» Esercizio assegnato
Puoi riscrivere le righe a partire da quella che contiene "Provide the segmentation of every instance of the woman's", inclusa, fino alla fine delle righe, cambiando "mobile phone" in "smartphone" e lasciando tutto il resto invariato?

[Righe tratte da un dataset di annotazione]
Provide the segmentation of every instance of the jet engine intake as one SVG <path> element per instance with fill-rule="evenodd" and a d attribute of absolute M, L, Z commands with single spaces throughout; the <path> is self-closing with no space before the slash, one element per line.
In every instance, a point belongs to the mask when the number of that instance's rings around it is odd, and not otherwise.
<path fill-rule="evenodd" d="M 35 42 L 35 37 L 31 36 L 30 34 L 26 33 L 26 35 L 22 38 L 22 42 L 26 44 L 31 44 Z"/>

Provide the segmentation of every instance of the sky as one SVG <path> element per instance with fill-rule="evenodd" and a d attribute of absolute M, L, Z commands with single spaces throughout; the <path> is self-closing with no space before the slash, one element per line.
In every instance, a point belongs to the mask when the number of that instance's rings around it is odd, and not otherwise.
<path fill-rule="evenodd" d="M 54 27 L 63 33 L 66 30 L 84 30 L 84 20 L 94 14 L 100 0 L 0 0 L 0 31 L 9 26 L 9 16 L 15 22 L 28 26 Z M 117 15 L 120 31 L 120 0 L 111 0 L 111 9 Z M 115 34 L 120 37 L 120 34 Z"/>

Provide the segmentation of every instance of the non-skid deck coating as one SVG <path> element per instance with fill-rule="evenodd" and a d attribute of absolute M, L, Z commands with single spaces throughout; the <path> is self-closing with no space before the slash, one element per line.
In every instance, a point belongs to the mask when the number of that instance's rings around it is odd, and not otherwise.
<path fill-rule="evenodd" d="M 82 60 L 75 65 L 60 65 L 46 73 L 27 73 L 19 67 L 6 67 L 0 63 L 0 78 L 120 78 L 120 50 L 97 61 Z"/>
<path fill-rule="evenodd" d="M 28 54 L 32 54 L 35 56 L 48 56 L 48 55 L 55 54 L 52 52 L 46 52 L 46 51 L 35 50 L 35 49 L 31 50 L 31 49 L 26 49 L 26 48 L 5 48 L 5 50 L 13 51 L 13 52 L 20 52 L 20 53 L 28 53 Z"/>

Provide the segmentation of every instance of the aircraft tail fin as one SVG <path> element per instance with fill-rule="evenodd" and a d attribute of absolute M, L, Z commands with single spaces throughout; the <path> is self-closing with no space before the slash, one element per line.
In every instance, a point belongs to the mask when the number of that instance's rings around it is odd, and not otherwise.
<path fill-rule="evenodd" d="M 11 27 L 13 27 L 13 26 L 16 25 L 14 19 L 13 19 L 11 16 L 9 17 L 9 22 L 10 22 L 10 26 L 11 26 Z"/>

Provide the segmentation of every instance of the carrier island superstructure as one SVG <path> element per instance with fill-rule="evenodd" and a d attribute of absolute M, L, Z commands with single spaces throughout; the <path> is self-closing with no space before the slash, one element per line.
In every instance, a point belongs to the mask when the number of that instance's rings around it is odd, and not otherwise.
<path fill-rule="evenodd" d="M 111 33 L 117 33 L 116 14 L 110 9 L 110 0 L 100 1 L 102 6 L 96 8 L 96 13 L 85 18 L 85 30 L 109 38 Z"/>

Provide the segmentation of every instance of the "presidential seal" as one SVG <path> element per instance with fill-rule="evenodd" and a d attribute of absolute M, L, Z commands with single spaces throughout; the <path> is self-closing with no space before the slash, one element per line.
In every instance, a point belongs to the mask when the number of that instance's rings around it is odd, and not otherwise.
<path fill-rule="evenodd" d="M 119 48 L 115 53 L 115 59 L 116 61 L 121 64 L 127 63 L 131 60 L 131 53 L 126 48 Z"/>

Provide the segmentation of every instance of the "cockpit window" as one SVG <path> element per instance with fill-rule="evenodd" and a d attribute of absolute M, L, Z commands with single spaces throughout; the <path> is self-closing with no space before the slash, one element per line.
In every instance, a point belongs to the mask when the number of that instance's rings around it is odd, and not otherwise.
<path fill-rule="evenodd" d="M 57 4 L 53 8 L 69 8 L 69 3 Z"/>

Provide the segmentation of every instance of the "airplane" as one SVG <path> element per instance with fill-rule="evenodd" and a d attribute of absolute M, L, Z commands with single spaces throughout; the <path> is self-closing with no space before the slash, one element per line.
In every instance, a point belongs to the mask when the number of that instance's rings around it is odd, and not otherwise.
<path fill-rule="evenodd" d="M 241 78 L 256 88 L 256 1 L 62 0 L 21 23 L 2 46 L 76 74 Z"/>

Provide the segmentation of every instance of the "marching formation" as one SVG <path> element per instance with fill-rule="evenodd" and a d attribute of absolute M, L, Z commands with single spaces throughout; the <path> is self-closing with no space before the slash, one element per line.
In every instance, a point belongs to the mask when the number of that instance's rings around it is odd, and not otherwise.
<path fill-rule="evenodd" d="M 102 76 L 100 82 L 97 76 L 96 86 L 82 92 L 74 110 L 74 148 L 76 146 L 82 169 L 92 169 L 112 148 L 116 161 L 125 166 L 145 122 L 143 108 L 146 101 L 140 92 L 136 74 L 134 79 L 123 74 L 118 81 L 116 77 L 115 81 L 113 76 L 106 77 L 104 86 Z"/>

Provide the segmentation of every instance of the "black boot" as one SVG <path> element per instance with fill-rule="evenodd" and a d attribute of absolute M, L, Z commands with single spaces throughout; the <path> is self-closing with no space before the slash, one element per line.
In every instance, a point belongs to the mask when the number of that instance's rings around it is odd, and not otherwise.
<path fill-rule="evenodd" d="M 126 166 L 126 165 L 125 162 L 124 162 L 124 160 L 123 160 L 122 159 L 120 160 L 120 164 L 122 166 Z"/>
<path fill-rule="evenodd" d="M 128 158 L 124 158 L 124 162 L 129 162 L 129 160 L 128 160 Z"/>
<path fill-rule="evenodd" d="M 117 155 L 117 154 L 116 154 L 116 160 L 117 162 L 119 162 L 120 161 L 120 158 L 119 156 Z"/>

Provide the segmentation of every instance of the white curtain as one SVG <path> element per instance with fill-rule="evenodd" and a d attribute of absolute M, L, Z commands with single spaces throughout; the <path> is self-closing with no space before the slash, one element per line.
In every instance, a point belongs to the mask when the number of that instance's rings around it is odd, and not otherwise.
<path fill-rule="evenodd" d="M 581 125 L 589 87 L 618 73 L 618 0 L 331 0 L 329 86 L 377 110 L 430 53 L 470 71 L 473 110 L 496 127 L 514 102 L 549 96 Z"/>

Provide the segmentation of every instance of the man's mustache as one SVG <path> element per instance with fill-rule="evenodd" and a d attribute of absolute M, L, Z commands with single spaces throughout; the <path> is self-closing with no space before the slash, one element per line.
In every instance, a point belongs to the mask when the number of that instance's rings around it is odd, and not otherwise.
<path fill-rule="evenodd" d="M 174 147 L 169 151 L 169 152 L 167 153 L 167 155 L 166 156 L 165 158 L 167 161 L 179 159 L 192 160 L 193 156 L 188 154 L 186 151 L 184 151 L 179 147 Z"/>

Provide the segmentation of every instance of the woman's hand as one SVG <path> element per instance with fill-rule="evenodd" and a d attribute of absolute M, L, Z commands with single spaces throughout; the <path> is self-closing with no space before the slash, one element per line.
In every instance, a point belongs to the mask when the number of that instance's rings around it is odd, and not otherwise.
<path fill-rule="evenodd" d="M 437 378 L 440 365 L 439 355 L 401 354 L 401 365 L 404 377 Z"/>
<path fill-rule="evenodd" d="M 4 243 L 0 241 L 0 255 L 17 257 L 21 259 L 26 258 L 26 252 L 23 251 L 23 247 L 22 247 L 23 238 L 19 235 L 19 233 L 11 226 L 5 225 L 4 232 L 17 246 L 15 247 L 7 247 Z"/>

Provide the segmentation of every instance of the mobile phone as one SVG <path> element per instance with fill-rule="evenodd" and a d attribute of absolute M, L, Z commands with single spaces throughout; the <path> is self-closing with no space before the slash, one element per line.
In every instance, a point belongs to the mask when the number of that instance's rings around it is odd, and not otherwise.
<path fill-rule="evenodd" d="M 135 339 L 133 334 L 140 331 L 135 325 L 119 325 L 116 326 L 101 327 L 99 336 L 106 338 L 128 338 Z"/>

» Risultato del compito
Provide the segmentation of every instance of the woman's hand as one SVG <path> element per instance with fill-rule="evenodd" and a d attribute of absolute M, L, Z commands with single spaces throughout; the <path> is self-closing with no space before the slash, one element per line.
In every instance, a point belongs to the mask when the number of that instance's rings around it is odd, and not otherwise.
<path fill-rule="evenodd" d="M 437 378 L 440 365 L 439 355 L 401 354 L 401 365 L 404 377 Z"/>
<path fill-rule="evenodd" d="M 4 243 L 0 241 L 0 255 L 17 257 L 21 259 L 26 258 L 26 252 L 23 251 L 23 247 L 22 247 L 23 238 L 19 235 L 19 233 L 11 226 L 5 225 L 4 232 L 17 246 L 15 247 L 7 247 Z"/>

Provide the segmentation of every instance of the smartphone as one SVG <path> element per instance with fill-rule="evenodd" and a d attribute of absolute M, L, Z commands with single spaces throughout; the <path> is self-closing with no space before the slash, one element per line.
In every instance, a point belongs to the mask when the number of that instance's rings around it is odd, and not otherwise.
<path fill-rule="evenodd" d="M 135 339 L 133 334 L 140 331 L 135 325 L 119 325 L 116 326 L 101 327 L 99 336 L 106 338 L 128 338 Z"/>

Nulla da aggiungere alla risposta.